◆ WHAT NEEDS TO BE DONE
Only lines that contain the string "evergreen" should be returned from the material below.

◆ ENTRIES SUPPLIED

# # #

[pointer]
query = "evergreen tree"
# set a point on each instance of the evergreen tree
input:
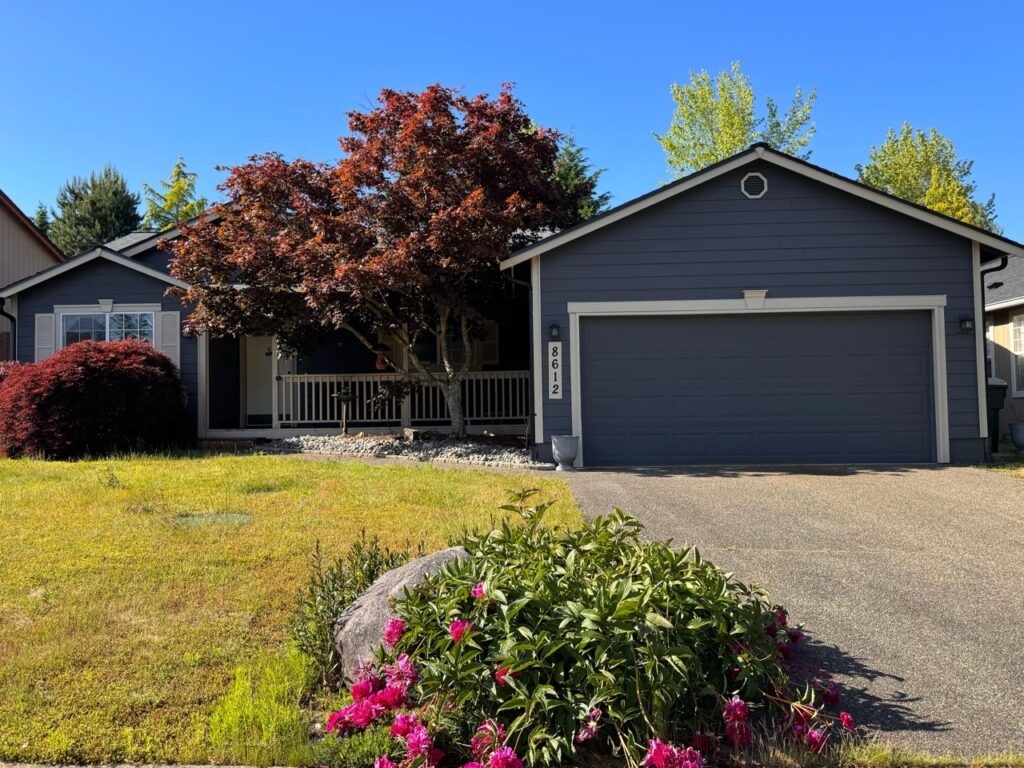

# # #

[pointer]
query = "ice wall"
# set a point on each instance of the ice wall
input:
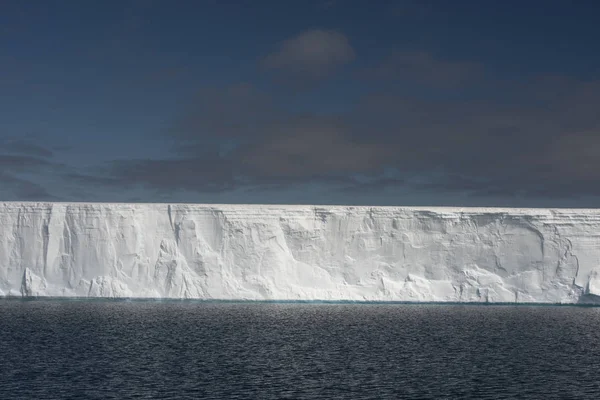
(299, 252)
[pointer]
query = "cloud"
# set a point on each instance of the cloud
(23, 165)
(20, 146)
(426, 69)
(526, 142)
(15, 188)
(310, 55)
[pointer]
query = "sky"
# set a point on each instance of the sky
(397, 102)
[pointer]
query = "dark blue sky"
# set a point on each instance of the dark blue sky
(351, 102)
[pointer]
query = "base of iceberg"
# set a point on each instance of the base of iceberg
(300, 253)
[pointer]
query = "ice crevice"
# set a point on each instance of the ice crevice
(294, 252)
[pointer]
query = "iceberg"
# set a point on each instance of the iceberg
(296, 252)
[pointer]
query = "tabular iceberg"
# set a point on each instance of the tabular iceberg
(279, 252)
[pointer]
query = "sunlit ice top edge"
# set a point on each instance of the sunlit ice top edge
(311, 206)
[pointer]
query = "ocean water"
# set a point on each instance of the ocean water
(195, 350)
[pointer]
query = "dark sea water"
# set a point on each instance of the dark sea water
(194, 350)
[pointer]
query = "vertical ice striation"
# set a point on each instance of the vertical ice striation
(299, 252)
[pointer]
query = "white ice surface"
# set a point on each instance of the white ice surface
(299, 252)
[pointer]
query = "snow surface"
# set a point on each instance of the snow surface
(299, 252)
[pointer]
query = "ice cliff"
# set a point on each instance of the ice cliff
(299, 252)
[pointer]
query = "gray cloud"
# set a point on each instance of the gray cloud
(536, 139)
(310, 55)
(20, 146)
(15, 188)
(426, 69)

# # #

◆ EXERCISE RESULT
query = "evergreen tree"
# set a point on each instance of the evergreen tree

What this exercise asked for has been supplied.